> _TASK TO COMPLETE_
Count the lines in the data below that contain the string "concrete", and reply with the number alone.

[Items from a dataset]

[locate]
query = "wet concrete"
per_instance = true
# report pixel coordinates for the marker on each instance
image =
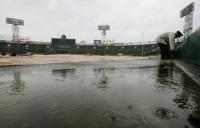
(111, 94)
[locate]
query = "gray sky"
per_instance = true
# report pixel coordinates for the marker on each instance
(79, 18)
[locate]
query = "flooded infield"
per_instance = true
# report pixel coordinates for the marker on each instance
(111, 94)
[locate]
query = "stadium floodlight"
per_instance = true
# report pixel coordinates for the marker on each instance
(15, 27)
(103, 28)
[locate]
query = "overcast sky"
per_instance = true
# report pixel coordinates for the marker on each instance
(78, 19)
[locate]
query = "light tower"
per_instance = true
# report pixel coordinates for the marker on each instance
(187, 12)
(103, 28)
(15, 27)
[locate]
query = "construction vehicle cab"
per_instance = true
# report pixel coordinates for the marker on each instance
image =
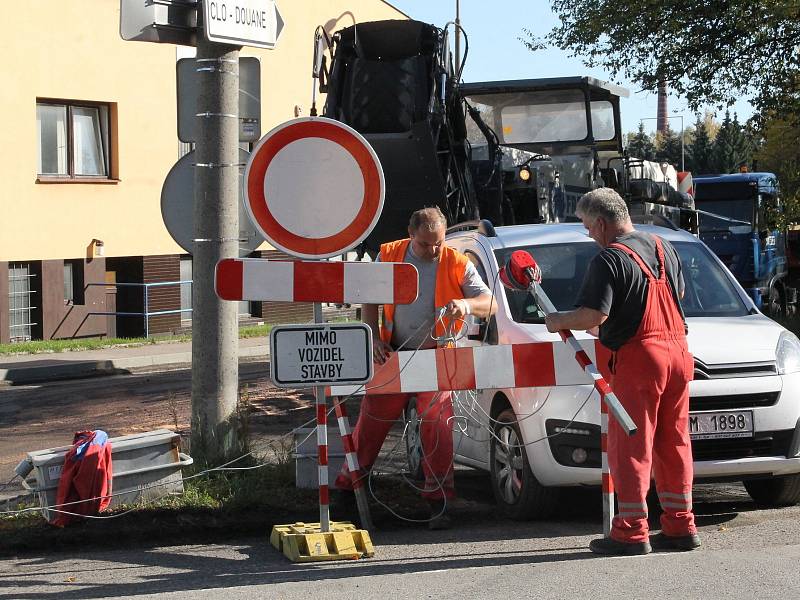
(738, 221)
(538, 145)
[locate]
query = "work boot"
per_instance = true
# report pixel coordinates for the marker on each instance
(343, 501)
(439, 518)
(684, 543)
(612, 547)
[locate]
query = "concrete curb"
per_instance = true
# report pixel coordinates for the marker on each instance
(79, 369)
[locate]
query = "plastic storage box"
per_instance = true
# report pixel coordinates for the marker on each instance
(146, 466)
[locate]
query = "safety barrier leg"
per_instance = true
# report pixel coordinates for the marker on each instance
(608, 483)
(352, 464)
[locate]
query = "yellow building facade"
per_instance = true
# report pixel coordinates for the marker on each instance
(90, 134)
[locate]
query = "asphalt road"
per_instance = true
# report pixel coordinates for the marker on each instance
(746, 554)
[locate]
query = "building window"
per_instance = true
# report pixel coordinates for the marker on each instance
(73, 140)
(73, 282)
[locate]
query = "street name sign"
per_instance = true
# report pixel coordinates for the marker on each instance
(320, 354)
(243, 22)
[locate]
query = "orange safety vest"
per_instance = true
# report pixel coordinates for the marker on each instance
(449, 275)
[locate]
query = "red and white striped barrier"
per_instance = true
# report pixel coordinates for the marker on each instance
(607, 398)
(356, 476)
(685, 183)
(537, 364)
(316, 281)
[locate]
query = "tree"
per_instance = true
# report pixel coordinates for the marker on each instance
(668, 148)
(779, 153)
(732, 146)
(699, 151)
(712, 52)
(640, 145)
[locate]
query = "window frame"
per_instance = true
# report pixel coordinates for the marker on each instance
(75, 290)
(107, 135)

> _RESULT OF THE TASK_
2